## Quoted text:
[START]

(That’s the short version.
The long version goes: GODDAMN COYOTE MAKING FOOD LADY MAKE UGLY FACE! But first)
*waves* Oh hai! Food Lady has been taking Santa and Bumble photos like a damn fool the past few weeks and didn’t want to pick up a camera or edit any photo ever again for a little while there. I had the sleep deprivation too, from trying to get the photos all out in a timely fashion. We did photos for SAINTS and TDBCR and for SARC (where I work) and while the photo sessions themselves are SUPER fun, now every time I see the Bumble suit in the back of my van, I give it the finger. That probably looks weird in parking lots.
They turned out great though.
Next year I would like to try something a little different, as we’ve been doing to the Christmas-Character+Photoshopped-background thing for several years now. I’d like to try something “artier” without a character in the shot, with a holiday themed background and some elegant props.
I also have the Winter blahs a little bit – dark when we get up, dark when I get home, forget what my dogs look like in the daylight and boring as f*ck standing in the cold, raining dark throwing the ball for an hour. Or at least it WAS boring until the resident chicken eating coyote, you know, shot out of the bushes at the back of the lower pasture and tried to eat Ender.
Jesuschristonacracker, did it scare the shit out of both of us. Damn thing grabbed him by the Hurtta coat and tried to run off with him, but Ender is all long and pointy legs and he can spin ‘em around like a windmill when he needs to (and when he doesn’t need to as well – STOP KICKING ME IN THE FACE ENDER!) and he started yodeling and sproinging around like Kicky The Happy Deer which probably confused the coyote, who likely thought he’d gotten ahold of some carrion (ie a skeleton).
Confused him long enough for Super TWoo to save the day. The little butterball shot over faster than you would believe, pile drived the coyote in the ribs and proceeded to do his damnedest to kick tens kinds of holy hell out of the yote.
SUPER TWOO TO THE RESCUE!
TWooie has been wanting to take down a coyote since the dawn of time and he was so excited. The coyote dropped Ender and took off, with chubby little Aussies and two VERY amped up terriers in hot pursuit. The border collies – of course – never took their eyes off the dumbball. As far as they are concerned, if they can’t retrieve it, it’s none of their business.
The four terrors came back all full of themselves, and TWooie was still super angry, stalking around with his chest puffed out and making these HUFFing sounds. Ender was fine, just a lot of saliva on his coat (and you mock me for dressing up my little dogs!), and lots of whimpering and yodeling in my arms (where he leapt as soon as he was coyote-free) but we all went inside anyway, cuz I was freaked right out. It all happened so fast!

[END]

## Task 1:
Collect every line in the rows that contains the word "green", and copy each one unchanged. Case counts.

## Given data:
[START]

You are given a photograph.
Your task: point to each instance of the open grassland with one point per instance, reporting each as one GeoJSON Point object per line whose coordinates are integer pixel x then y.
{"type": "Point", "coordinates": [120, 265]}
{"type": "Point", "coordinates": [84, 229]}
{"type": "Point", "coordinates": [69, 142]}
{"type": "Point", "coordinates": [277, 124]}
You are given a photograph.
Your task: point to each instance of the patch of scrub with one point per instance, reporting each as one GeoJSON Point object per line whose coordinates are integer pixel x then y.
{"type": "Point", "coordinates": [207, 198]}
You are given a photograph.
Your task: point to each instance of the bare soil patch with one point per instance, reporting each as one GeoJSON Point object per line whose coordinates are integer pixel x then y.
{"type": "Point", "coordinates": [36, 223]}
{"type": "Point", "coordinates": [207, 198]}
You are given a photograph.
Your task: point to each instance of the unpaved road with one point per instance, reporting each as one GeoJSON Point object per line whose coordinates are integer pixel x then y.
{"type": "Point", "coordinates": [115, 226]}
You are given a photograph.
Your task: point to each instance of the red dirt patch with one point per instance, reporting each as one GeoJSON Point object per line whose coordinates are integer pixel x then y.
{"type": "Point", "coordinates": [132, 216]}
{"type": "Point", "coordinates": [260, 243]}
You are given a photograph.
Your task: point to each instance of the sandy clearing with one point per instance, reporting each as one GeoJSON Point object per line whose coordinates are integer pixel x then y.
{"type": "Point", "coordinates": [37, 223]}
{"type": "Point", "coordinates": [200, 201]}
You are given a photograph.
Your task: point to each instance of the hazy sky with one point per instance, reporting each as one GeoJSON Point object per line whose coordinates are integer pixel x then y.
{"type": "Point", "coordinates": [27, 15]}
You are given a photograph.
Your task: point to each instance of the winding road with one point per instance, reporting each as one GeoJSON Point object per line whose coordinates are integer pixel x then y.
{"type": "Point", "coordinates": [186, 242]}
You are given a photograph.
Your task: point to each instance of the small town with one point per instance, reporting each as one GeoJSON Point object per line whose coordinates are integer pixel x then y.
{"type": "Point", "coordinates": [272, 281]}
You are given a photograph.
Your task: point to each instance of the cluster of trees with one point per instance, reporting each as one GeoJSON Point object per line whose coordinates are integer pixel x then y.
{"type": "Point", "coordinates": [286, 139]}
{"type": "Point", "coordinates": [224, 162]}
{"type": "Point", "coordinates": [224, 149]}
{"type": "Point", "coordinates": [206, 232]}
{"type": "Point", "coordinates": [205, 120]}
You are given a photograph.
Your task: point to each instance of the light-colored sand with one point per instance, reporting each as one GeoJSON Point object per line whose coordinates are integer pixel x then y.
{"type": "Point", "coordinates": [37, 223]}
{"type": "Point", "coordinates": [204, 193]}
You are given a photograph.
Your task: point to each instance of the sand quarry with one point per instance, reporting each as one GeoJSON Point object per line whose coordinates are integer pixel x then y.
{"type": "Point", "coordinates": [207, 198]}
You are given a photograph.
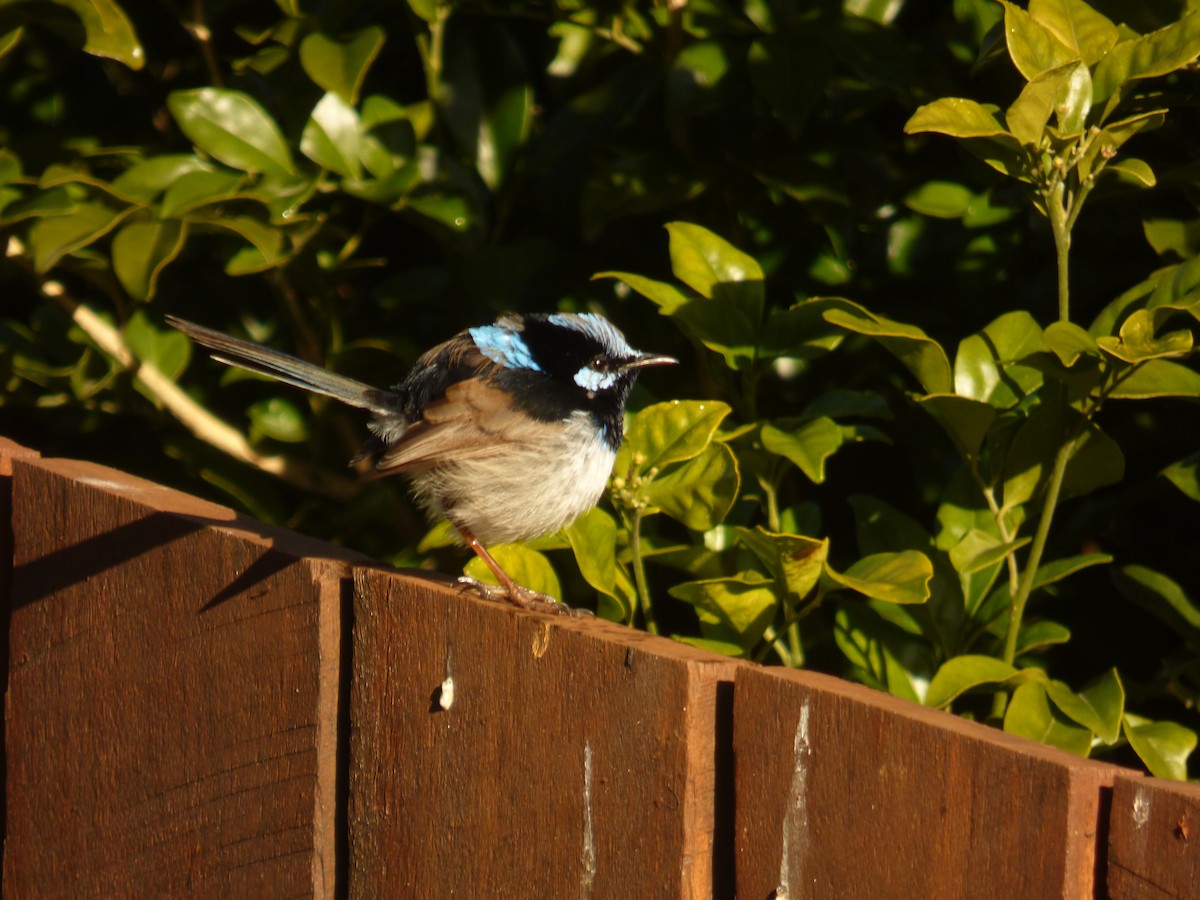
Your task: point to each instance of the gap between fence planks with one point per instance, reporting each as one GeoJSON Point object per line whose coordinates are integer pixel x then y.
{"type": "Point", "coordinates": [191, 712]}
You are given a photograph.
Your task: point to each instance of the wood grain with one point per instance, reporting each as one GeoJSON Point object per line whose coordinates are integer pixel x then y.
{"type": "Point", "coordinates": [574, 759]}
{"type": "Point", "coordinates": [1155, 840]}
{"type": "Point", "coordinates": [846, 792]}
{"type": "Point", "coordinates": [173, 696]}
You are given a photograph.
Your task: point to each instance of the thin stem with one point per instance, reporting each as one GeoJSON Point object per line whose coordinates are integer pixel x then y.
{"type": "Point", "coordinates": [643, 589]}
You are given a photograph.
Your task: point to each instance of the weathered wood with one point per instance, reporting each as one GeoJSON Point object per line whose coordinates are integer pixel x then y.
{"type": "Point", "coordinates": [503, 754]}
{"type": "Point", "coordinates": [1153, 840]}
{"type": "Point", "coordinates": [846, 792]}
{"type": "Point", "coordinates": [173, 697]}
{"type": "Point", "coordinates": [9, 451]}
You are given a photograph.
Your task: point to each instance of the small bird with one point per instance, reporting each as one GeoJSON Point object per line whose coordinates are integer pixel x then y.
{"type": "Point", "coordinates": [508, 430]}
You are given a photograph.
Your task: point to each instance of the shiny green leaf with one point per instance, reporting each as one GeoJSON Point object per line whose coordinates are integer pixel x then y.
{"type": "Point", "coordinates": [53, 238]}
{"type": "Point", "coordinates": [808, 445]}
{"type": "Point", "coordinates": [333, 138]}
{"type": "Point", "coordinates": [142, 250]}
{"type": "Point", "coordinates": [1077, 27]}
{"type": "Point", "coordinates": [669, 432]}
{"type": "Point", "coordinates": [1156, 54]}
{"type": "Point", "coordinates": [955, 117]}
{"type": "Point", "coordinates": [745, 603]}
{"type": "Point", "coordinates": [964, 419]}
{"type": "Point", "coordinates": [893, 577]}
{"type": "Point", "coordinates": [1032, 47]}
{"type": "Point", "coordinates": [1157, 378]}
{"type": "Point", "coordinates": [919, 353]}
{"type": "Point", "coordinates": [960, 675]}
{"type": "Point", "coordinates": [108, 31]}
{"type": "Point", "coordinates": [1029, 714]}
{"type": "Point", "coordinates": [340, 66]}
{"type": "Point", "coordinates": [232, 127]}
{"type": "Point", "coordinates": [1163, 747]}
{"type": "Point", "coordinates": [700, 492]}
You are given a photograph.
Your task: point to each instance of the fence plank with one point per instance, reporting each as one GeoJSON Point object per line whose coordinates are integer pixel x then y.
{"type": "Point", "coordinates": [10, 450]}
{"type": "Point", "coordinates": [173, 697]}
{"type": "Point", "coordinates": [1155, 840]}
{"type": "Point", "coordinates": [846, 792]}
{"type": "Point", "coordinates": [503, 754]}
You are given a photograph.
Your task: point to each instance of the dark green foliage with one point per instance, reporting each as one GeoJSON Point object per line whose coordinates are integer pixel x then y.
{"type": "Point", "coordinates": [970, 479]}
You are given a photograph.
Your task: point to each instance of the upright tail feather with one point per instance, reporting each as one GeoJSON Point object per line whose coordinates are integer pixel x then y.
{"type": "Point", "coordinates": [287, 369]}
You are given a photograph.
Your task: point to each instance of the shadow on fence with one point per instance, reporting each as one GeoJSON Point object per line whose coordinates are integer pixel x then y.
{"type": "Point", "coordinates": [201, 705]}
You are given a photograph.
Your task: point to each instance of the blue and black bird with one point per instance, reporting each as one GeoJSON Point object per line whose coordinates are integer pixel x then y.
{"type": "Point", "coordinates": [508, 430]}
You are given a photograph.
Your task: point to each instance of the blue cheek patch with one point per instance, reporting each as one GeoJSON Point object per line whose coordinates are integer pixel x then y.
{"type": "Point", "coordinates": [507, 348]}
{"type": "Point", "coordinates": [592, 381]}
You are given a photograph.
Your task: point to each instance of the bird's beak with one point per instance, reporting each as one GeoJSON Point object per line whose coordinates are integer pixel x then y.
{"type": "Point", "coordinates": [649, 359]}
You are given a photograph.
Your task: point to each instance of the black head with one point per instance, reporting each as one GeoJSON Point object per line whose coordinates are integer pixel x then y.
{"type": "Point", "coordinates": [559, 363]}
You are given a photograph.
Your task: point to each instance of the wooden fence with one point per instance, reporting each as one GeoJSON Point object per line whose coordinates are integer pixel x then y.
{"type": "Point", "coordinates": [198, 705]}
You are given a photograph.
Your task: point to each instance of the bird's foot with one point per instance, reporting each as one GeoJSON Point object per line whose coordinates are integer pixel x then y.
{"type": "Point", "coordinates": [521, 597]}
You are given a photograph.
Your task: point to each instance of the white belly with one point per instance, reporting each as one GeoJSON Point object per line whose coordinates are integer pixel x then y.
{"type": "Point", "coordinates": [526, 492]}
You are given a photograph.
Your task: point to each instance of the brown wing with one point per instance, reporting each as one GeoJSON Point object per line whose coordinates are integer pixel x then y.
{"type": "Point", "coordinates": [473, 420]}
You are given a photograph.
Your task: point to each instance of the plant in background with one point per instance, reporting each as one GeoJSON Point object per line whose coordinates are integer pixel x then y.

[END]

## Task 2:
According to the blog post, where does the author work?

## Full output 1:
Your task: point to each instance of the shiny green leaf with one point per instance, reporting each as one GeoJSON Point object per line whose coordinates are integer pixel x then y.
Your task: point to each instance of the dark green foliage with one point per instance, reporting each as one GeoJSON Point object per line whose coordinates are integer pixel x then y.

## Full output 2:
SARC